> _Supplied material_:
= = =
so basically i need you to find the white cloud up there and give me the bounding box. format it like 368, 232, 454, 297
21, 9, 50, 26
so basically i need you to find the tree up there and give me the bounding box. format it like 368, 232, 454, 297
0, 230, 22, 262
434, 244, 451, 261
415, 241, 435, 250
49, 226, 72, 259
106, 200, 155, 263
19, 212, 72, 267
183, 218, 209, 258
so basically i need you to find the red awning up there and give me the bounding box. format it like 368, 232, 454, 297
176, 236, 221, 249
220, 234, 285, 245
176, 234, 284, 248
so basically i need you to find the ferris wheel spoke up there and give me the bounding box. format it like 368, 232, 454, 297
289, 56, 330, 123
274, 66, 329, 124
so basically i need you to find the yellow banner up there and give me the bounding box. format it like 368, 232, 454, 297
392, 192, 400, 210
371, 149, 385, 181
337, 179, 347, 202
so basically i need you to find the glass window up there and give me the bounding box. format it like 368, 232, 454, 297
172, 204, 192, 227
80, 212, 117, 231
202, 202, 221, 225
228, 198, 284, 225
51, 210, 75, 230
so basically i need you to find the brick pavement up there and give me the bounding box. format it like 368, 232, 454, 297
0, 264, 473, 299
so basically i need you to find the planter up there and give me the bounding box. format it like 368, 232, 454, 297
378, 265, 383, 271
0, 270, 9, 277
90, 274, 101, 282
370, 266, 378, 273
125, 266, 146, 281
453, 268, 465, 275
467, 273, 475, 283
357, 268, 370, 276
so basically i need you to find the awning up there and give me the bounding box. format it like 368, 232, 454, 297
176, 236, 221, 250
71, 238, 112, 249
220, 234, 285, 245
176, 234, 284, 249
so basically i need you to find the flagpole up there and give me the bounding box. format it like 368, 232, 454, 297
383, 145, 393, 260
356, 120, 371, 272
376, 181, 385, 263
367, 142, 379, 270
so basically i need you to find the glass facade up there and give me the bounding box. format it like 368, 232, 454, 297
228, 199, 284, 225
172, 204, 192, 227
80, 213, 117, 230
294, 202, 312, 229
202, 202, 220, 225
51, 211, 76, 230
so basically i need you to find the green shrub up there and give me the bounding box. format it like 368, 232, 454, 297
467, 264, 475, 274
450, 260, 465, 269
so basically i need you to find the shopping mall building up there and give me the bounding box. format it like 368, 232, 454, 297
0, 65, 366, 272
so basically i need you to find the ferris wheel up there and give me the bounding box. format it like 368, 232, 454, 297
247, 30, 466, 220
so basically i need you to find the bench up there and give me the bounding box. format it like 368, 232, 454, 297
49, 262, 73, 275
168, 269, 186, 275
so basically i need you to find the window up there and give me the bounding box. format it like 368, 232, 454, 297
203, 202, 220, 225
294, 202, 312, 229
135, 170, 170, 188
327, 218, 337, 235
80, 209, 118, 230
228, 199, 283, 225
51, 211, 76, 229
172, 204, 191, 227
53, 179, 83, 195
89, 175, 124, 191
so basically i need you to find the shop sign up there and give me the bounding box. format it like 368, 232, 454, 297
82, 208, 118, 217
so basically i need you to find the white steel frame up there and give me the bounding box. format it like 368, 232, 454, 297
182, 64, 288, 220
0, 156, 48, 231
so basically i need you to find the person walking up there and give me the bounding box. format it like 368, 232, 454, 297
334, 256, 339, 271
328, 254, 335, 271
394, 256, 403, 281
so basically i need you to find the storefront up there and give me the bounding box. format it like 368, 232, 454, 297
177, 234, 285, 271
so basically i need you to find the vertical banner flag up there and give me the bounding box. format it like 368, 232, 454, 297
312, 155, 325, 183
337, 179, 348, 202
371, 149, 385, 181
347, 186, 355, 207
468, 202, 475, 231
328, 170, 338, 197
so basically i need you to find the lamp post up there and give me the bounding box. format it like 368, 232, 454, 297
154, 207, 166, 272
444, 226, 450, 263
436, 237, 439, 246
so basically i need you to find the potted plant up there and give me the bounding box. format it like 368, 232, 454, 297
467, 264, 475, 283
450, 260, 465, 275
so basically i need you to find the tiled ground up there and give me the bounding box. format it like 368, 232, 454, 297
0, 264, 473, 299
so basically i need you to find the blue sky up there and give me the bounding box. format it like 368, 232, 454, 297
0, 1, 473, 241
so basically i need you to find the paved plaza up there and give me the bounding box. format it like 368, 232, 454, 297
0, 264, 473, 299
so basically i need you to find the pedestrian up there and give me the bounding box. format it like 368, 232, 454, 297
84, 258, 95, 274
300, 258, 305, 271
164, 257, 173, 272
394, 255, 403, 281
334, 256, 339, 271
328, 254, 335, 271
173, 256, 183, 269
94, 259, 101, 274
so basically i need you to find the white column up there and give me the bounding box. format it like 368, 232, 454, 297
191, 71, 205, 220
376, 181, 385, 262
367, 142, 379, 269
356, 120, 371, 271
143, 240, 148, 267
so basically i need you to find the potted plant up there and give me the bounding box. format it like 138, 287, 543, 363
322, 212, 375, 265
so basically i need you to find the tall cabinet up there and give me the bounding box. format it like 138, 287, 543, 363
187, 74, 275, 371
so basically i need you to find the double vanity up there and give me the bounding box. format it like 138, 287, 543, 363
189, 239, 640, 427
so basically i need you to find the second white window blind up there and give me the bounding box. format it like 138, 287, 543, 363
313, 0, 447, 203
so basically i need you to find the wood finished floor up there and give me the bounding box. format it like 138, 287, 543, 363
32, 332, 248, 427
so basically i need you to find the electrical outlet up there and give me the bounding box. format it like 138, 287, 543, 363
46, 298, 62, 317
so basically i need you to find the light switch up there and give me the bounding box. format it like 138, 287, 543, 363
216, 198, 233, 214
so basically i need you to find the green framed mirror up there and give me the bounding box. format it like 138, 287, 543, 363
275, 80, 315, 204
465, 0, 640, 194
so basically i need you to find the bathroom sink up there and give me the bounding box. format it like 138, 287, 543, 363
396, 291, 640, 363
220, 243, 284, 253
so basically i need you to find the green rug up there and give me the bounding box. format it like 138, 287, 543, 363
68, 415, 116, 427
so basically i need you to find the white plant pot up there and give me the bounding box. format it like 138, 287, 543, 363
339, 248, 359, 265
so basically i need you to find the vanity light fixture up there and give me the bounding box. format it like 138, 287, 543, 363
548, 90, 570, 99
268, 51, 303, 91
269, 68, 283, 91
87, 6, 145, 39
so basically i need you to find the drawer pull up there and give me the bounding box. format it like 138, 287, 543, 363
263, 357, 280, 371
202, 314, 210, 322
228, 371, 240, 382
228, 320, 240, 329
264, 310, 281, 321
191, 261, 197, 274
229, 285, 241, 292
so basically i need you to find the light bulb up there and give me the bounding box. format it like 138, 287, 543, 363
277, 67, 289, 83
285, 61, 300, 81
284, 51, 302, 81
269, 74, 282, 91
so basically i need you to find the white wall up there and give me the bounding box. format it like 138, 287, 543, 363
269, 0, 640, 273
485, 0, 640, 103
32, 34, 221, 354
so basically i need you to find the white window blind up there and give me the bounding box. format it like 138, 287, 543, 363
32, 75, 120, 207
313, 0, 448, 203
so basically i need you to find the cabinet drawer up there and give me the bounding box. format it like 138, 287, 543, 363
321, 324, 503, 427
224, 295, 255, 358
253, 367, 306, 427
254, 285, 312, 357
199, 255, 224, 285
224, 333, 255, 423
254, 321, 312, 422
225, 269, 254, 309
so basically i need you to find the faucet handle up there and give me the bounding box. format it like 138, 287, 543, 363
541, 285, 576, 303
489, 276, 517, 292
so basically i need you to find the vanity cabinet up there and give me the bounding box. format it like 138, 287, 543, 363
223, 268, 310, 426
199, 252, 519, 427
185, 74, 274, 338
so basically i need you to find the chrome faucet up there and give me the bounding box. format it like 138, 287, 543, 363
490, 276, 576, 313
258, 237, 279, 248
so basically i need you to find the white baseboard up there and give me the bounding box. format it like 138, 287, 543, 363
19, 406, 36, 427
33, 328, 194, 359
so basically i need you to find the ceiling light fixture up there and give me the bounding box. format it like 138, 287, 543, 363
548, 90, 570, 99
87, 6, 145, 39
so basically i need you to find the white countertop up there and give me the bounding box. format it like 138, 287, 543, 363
= = =
> _Description of the task_: Reproduce the final stretch of the data above: every line from the one holding "so basically i need you to find the ceiling" through the end, inclusive, exactly as written and nothing else.

> _Your response_:
so basically i need you to find the ceiling light fixture up there and give me the bounding box. format it like 138, 287, 543, 363
548, 90, 570, 99
87, 6, 145, 39
so basically i need you to find the white countertop up there and give me the bounding box. format it like 138, 287, 543, 363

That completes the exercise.